INSTRUÇÕES.
1: Reescreva o trecho do texto sobre o Carrefour entre "O grupo é o" e "dada a frequência.", inclusive, substituindo "faturamento" por "receita".
2: Liste todos os valores em reais que aparecem no texto sobre o Carrefour.
3: Continue o texto sobre o Carrefour a partir da última frase.

TEXTO DE ORIGEM.
== == ==

Mas não adianta soltar repetidas notas dizendo que não compactua esse tipo de crime se ações justiceiras e milicianas, que atropelam a Constituição Federal, continuam ocorrendo em suas lojas através de funcionários sob sua responsabilidade. Pois vai ficando a impressão de que, quem visitar o mercado, a depender da classe social e cor de pele, vai encontrar carne, frutas, pilhas, amaciante, mas também tortura.

O grupo é o maior do país, segundo levantamento da Associação Brasileira de Supermercados (Abras), com faturamento de R$ 108 bilhões em 2022. Isso é mais que a somatória do segundo colocado (Assaí, com R$ 59,7 bi), do terceiro (Grupo Mateus, R$ 24,6 bi) e do quarto (Grupo Pão de Açúcar, R$ 18,5 bi). Mas não explica sozinho, dada a frequência.

Com esse tamanho, o senso comum apontaria que a incidência de problemas tende a ser maior. Mas a lógica de responsabilidade empresarial não funciona dessa forma. Pois, muito mais dinheiro à disposição pode significar mais dividendos pagos aos acionistas ou mais recursos para uma empresa implementar protocolos de salvaguardas a fim de garantir que a vida seja respeitada em suas dependências.

A menos que, entre os motivos dos lucros, estejam a contratação de empresas desqualificadas para cuidar da segurança, a falta de investimento em treinamento de funcionários e uma política interna que proteja o patrimônio acima da dignidade humana. O que mostraria um alinhamento do grupo francês à nossa herança escravista, que ainda permite que pessoas em posição de poder sintam-se gestoras do pelourinho.

O fato é que a principal rede varejista do Brasil continua dando condições para que agressões, torturas e racismo continuem ocorrendo pelas mãos de seus funcionários. E não importa que sejam empregados diretos ou terceirizados, a responsabilidade é sempre do Carrefour.

Uma empresa à frente de seu segmento não deveria nortear só pelo faturamento, mas também pelo bom exemplo. Mas ela vem liderando pelo péssimo exemplo.

== == ==

DADOS COLETADOS.
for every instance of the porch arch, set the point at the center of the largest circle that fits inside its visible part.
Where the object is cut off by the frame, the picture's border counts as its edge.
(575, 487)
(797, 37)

== == ==

RESPOSTAS POR TAREFA.
1:
O grupo é o maior do país, segundo levantamento da Associação Brasileira de Supermercados (Abras), com receita de R$ 108 bilhões em 2022. Isso é mais que a somatória do segundo colocado (Assaí, com R$ 59,7 bi), do terceiro (Grupo Mateus, R$ 24,6 bi) e do quarto (Grupo Pão de Açúcar, R$ 18,5 bi). Mas não explica sozinho, dada a frequência.

2:
R$ 108 bilhões
R$ 59,7 bi
R$ 24,6 bi
R$ 18,5 bi

3:
Para citar casos recentes: no último dia 7 de abril, a professora negra Isabel Oliveira foi perseguida por um segurança enquanto fazia compras no Atacadão Parolin, em Curitiba, que pertence à rede francesa. Depois, retornou ao estabelecimento e tirou a roupa em forma de protesto, mostrando a frase que escreveu no próprio corpo: “sou uma ameaça?”.

No mesmo dia, Vinícius de Paula, marido de Fabiana Claudino, bicampeã olímpica de vôlei, diz ter sofrido racismo em uma unidade do Carrefour, em Alphaville, condomínio de alta renda próximo a São Paulo. Ele teve atendimento negado em um caixa preferencial vazio, que depois aceitou uma cliente branca que também não se enquadrava nos requisitos.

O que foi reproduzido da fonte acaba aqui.